_Task instructions_
Convert the lines below into a Markdown table with the columns Row and Line, starting at the first line and stopping after the line that contains "[[410, 328], [367, 216], [60, 136]]". Number each row, skip blank lines, and leave the pictures out.

**** Records ****

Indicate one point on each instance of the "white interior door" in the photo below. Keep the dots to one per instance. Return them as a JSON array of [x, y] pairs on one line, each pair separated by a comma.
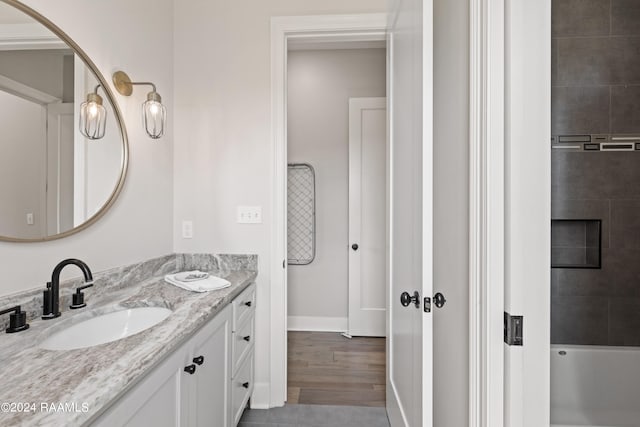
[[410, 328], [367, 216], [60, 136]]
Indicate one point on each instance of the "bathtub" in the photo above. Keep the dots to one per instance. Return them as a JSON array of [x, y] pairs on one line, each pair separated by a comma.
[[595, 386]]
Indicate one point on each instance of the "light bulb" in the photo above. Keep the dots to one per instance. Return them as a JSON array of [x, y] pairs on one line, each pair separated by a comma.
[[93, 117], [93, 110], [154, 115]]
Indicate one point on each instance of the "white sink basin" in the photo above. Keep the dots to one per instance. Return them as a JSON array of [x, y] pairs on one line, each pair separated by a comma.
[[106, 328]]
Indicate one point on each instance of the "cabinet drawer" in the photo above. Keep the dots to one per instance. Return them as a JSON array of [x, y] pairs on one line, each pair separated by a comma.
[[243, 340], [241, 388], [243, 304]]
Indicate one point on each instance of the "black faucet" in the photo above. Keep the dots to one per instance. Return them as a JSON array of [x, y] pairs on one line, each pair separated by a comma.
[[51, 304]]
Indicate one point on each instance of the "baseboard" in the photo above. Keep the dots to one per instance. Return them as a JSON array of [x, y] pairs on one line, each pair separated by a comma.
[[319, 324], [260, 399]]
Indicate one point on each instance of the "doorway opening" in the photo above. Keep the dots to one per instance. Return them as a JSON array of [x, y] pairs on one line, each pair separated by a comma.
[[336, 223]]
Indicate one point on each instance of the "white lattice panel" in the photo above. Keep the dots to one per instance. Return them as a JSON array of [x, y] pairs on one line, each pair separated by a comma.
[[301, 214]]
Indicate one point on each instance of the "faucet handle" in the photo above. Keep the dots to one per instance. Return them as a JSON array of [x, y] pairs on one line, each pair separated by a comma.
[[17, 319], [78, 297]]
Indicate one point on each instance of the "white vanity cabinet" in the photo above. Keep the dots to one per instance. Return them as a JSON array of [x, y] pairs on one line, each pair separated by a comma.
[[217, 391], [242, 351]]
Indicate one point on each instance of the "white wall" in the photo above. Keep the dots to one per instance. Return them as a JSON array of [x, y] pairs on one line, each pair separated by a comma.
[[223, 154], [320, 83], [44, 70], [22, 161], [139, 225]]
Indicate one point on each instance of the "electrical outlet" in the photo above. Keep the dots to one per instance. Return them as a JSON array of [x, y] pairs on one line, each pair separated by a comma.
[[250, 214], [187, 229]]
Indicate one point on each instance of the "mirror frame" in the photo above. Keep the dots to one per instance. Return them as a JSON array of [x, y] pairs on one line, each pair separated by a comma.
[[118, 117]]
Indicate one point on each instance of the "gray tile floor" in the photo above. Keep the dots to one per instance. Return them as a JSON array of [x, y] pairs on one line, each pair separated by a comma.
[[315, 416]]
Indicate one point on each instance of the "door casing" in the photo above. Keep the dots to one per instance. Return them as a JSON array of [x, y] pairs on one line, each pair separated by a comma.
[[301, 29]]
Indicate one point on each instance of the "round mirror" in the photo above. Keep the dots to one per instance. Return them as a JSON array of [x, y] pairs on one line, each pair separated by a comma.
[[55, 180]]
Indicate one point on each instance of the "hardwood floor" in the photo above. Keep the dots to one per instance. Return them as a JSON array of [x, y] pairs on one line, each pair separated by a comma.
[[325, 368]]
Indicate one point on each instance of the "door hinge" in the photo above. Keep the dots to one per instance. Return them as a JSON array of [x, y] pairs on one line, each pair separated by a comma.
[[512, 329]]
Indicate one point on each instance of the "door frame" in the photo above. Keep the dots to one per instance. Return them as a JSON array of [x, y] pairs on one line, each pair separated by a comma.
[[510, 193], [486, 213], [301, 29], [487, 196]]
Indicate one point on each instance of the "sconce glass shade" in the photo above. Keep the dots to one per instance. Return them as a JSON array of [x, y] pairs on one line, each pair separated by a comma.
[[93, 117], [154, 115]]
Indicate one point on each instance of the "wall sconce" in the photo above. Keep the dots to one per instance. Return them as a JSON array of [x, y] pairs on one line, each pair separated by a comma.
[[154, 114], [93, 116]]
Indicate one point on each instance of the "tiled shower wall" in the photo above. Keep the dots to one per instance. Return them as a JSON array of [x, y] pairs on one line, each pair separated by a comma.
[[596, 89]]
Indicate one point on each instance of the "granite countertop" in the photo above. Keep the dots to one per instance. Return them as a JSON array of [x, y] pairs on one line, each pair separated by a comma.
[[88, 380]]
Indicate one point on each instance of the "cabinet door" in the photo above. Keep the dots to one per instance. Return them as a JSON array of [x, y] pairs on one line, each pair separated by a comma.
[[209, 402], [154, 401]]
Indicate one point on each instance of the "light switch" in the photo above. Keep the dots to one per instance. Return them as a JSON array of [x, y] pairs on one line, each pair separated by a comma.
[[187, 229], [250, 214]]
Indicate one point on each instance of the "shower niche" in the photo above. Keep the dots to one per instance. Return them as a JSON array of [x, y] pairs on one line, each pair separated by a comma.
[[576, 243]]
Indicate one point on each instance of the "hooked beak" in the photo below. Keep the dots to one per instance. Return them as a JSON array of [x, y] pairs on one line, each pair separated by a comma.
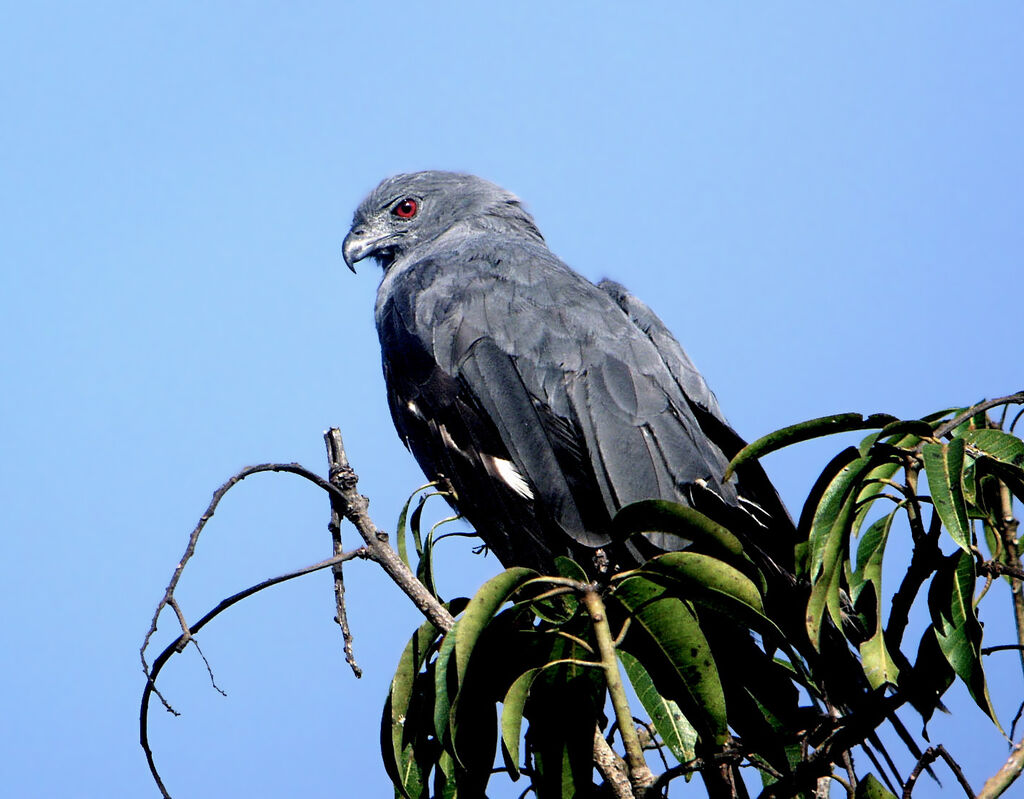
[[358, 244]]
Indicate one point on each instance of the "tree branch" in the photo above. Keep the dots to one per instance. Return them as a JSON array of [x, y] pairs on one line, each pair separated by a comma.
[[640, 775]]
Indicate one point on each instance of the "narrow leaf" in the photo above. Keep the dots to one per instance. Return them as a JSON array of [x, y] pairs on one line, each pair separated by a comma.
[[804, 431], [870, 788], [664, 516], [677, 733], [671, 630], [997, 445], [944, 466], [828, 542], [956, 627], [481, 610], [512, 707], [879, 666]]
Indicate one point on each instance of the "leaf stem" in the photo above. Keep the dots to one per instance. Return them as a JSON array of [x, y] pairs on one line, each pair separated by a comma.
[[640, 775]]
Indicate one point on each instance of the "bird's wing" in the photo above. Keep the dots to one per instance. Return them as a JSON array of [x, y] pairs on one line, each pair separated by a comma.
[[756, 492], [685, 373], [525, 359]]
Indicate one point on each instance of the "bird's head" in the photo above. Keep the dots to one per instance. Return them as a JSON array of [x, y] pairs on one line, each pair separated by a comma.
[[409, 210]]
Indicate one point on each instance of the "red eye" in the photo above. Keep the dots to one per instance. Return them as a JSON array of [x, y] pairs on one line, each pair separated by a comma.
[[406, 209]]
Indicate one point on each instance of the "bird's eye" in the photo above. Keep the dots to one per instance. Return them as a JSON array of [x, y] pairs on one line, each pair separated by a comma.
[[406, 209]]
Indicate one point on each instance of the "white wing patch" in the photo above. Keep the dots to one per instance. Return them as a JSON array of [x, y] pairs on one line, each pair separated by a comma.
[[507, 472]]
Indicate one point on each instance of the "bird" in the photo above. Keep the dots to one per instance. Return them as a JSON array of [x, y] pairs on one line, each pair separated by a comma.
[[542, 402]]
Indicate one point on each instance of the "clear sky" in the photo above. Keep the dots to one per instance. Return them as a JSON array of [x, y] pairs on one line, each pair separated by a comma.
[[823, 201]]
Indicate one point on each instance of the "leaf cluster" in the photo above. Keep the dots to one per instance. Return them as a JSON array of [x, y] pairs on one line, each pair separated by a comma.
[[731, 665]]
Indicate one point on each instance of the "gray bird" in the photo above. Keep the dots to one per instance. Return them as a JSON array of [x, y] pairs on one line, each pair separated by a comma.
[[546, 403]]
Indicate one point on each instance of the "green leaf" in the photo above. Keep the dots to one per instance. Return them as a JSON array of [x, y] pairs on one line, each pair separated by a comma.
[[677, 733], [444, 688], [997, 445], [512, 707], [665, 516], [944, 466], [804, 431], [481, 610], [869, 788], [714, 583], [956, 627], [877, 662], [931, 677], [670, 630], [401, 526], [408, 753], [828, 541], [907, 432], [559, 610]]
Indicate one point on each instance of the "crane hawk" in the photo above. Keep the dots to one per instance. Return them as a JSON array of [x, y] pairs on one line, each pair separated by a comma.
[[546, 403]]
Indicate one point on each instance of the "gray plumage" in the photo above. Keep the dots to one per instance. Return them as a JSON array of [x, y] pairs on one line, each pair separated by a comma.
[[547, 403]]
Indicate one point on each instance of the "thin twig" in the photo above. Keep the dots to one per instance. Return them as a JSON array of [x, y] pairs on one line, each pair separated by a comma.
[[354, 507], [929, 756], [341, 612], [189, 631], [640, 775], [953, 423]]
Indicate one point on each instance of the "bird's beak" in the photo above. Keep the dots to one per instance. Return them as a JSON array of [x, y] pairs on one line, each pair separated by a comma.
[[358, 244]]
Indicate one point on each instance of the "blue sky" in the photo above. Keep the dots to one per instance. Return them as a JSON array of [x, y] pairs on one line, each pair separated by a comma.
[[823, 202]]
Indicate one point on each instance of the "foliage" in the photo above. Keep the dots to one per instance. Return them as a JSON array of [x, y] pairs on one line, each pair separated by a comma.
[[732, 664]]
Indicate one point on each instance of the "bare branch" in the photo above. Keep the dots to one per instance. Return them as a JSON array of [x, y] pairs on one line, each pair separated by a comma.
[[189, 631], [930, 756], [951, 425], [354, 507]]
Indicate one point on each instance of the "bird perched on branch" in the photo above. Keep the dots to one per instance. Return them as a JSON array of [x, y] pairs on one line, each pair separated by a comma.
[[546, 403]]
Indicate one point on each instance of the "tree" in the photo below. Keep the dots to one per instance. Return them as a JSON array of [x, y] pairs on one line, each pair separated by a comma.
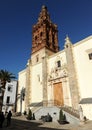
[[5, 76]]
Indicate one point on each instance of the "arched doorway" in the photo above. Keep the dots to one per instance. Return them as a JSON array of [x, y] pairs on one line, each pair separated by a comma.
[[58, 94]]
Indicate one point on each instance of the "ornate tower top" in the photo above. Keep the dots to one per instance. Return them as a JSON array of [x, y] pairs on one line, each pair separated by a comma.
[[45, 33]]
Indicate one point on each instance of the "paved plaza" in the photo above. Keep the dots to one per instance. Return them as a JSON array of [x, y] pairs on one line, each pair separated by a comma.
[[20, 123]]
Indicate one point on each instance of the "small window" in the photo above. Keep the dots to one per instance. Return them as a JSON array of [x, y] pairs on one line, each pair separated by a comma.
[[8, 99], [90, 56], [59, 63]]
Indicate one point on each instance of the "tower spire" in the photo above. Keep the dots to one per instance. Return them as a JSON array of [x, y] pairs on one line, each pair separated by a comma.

****

_Response to the task_
| Row | Line |
|---|---|
| 1 | Indicate one point on each instance of the "white interior door" in the photo below. Keep the dots to one per instance. Return them as a JSON array of [x, y] pairs on one line, each pair separated by a comma. |
| 2 | [[410, 328], [367, 216], [60, 136]] |